Testo di riferimento
- - - - -
Snowpiercer, la recensione
Classe 1971, ha iniziato a guardare i fumetti prima di leggerli. Ora è un lettore onnivoro anche se predilige fumetto italiano e manga. Scrive in terza persona non per arroganza ma sembrare serio.
L'Editoriale Cosmo, anche se giovane realtà del mercato italiano, conosce bene le meccaniche che muovono questo mondo e che sono le stesse ovunque. Lo dimostra l'uscita di pochi giorni fa in edicola e fumetteria di Snowpiercer. L'opportunismo giustifica la scelta del titolo, quello inglese dell'adattamento cinematografico e non dell'originale francese, Le Transperceneige. Con encomiabile tempismo infatti la casa editrice emiliana ha pubblicato il graphic novel pochi giorni prima dell'arrivo nelle sale, il 27 di febbraio, dell'attesissimo, omonimo film sud-coreano, tratto da questa bande desinée, diretto dal regista coreano Joon-ho Bong, che presto recensiremo e metteremo a confronto con il fumetto nella nostra rubrica Comic Versus (stay tuned!).
Il racconto è quello di un futuro distopico, post apocalittico, in cui l'ennesima follia bellica ha trasformato la Terra in un inferno di ghiaccio, le cui temperature impossibili per qualunque creatura hanno bandito la vita per sempre. L'uomo resiste ancora, grazie al suo ingegno, a bordo di un treno ipertecnologico, lo Snowpiercer, che nel secondo e terzo episodio si scopre non essere l'unico esistente. La sola speranza della nostra razza è che il convoglio non si arresti mai, alimentato da una macchina che simula quasi alla perfezione il leggendario moto perpetuo. L'inerzia significherebbe la fine, l'essere inghiottiti dal gelo abissale della “morte bianca”.
- - - - -
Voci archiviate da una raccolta
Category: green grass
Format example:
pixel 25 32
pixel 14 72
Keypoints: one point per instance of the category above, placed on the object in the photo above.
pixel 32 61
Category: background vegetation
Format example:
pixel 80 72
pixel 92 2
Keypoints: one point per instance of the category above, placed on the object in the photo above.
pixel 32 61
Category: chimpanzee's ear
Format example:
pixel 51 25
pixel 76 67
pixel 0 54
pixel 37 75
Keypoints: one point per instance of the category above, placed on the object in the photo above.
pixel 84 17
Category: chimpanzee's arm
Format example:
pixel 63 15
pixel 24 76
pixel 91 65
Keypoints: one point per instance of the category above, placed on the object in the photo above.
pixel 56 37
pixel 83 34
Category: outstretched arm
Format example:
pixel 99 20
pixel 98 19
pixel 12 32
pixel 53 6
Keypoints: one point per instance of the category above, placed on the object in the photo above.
- - - - -
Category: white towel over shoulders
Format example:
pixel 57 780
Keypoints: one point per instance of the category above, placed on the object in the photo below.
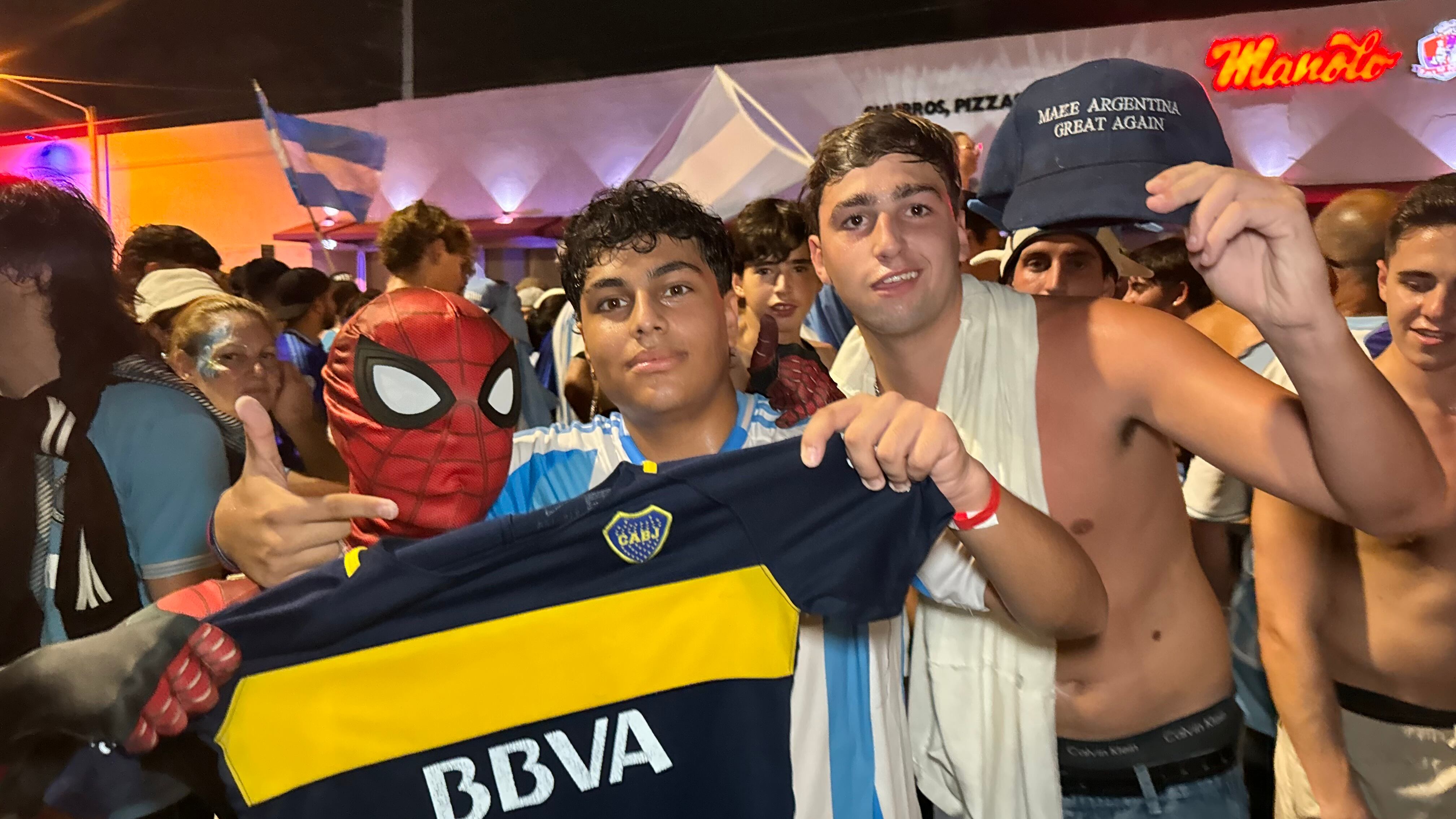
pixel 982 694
- - - - -
I tuoi compiti
**A.** Secondo la recensione di Snowpiercer, qual è il titolo originale francese del fumetto?
**B.** Riprendi la recensione di Snowpiercer e prosegui subito dopo la sua ultima frase.

Risultati per compito
**A.** Le Transperceneige.

**B.**
Sul treno, archetipo dell'era industriale rappresentativo della vita e del progresso dell'uomo, Jacques Lob prima e Benjamin Legrand poi, trasferiscono tutto il nostro mondo; le strutture e le sovrastrutture, ricostruendo la nostra società in toto, incrostata e minata quasi geneticamente sembrano suggerire, da menzogna, vizio, opportunismo e soprattutto egoismo. Anche nell'epoca più drammatica e disperata in cui sono a rischio i pochi sopravvissuti della nostra specie, non sono né la ragione, né il cuore a guidare le loro scelte e i loro passi. In questo sferzante affresco della miseria umana, in questo terribile, pessimistico spaccato della civiltà occidentale, gli autori riflettono nello specchio deformato della finzione l'orrore a cui rischiamo sempre più di assomigliare, la fine che ci attende se non sapremo vincere o fuggire una volta per tutte quelle forze e quelle pulsioni che sembrano dominare incontrastate questi nostri giorni.